(Point-per-instance localization data)

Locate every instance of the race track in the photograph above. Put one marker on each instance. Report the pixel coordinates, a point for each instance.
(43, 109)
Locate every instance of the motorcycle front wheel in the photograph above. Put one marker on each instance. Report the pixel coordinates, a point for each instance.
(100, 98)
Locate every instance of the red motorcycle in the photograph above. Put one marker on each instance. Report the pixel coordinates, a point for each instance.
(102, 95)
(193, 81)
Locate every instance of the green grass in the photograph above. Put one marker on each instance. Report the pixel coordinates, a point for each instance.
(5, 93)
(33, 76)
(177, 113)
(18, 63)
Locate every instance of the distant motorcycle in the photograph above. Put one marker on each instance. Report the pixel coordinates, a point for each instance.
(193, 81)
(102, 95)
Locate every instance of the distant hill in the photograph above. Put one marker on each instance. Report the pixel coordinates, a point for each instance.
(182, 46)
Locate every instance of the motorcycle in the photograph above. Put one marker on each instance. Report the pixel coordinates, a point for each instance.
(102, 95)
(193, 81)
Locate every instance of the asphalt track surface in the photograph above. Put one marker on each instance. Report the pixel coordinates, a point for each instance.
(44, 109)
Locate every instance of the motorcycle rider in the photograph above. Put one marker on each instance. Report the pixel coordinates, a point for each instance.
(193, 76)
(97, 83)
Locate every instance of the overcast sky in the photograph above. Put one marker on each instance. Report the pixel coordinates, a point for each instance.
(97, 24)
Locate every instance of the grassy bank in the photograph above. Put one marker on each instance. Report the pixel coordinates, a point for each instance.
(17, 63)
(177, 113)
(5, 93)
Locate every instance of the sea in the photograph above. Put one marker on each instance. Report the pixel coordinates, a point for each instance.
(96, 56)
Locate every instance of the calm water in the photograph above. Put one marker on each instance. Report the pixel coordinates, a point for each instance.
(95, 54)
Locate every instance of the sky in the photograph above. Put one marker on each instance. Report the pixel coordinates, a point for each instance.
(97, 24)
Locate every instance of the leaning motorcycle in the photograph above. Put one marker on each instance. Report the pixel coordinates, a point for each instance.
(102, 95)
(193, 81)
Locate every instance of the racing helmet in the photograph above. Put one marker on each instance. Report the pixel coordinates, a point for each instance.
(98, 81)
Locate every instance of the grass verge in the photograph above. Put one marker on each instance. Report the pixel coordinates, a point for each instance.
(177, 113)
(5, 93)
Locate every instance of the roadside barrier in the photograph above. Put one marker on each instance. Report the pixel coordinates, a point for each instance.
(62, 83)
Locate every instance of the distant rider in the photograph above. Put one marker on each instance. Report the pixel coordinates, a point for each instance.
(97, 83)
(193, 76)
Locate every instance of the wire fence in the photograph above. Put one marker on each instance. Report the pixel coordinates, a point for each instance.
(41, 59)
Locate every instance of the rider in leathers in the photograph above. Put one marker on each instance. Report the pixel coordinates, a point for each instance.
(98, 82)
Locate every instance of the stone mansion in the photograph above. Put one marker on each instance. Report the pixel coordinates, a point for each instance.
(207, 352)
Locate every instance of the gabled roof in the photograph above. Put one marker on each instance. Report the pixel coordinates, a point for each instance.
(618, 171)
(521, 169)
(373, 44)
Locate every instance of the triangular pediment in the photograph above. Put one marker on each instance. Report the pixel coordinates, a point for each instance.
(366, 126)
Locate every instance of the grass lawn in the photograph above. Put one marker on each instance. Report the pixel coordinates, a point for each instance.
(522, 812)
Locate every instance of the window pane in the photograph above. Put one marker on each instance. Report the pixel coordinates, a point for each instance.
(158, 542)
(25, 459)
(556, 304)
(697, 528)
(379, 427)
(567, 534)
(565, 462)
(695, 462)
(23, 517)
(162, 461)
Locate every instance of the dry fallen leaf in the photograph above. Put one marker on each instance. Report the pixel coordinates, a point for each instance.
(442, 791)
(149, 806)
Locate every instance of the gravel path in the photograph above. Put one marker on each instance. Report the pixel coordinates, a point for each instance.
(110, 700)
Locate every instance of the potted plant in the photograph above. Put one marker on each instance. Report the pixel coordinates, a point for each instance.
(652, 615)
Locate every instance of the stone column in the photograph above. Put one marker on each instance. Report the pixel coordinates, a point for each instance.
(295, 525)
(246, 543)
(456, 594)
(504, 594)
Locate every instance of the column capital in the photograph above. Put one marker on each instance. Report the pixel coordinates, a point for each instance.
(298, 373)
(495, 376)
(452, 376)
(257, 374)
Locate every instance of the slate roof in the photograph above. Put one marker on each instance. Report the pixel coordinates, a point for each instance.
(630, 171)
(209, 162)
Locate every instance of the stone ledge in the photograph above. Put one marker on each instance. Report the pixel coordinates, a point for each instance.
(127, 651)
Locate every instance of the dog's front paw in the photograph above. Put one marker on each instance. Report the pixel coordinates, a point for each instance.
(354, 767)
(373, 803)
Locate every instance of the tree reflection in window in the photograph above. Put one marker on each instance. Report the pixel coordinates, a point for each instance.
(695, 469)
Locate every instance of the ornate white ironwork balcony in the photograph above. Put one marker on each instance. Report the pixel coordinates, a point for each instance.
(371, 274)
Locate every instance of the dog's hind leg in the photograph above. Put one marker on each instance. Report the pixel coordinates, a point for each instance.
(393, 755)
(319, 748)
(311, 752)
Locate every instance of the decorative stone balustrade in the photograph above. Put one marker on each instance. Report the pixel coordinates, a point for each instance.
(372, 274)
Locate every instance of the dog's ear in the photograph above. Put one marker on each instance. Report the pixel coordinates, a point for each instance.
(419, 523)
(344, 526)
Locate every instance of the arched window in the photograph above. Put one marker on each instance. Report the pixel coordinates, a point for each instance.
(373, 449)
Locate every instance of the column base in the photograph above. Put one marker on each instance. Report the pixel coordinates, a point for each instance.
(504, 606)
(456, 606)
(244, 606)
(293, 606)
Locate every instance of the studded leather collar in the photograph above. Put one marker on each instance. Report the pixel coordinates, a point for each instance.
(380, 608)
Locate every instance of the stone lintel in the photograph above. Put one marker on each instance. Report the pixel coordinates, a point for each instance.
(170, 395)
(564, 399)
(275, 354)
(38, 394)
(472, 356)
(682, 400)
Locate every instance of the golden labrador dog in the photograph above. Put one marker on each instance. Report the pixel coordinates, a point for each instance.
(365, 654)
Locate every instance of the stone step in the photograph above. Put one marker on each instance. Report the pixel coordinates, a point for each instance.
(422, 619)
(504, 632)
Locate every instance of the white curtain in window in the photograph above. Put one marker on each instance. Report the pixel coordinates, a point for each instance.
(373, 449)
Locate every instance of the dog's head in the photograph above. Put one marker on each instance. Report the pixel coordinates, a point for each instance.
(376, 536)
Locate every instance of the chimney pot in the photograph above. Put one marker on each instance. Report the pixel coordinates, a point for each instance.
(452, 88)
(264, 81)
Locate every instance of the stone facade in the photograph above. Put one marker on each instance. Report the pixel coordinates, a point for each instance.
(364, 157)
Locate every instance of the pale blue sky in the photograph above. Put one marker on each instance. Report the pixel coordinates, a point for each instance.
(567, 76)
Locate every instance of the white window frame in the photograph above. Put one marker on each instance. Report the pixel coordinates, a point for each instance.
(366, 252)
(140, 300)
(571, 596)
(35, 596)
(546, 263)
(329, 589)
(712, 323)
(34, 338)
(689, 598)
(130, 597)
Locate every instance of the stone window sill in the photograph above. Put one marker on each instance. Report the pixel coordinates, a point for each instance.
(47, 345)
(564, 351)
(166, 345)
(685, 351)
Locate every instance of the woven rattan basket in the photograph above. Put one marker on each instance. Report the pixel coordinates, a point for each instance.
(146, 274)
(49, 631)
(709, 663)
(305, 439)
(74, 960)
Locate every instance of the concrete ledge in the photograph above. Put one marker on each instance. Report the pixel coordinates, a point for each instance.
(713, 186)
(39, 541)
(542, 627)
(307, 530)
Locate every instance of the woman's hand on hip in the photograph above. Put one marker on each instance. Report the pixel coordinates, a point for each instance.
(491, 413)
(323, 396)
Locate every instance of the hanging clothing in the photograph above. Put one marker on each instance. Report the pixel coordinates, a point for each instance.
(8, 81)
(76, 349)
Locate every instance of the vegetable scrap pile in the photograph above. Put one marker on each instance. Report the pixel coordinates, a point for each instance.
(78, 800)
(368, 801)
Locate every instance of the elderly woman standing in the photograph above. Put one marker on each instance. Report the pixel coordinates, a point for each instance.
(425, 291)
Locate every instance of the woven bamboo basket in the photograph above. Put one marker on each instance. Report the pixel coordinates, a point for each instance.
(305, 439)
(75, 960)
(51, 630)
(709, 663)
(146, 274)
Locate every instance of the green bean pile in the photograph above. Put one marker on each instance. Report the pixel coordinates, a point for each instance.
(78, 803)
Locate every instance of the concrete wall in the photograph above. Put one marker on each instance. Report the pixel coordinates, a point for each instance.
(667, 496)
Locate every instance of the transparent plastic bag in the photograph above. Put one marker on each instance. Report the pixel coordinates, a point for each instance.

**THE TASK:** Copy exactly, and only, the lines from the line that contains "Locate every instance of the hanging" through the end of the data above.

**OUTPUT OF THE TASK:**
Locate every instance of the hanging clothing in the photograph above. Put one marker on each instance. Report the pixel coordinates, a point for each instance.
(8, 81)
(76, 349)
Locate every instance of the vegetable scrap pile in the photograph above. Put one marker on each instance. Report the pixel coordinates, a point for each instance.
(78, 800)
(368, 801)
Locate every instance of the elderly woman standing in the photograph above. Put one marker on each instance. Report the pixel coordinates, a point for each instance.
(425, 291)
Locate every instance of the woven bamboo basket in the photograph above. Put one marker on each instance. Report the pixel coordinates, a point for each instance.
(305, 439)
(75, 960)
(51, 630)
(709, 663)
(146, 274)
Locate every instance of the green bean pile in the photograph above. Put one marker on each instance. Report the pixel coordinates, a point for each instance.
(78, 803)
Locate every instance of the concrete wall in the photograph above. Put one marker on each instance. Report the pixel coordinates, a point for each instance.
(667, 496)
Locate every instance of the transparent plastic bag in the photograph above. Put one marker on each instance. Report the pixel coordinates, a point for each instance.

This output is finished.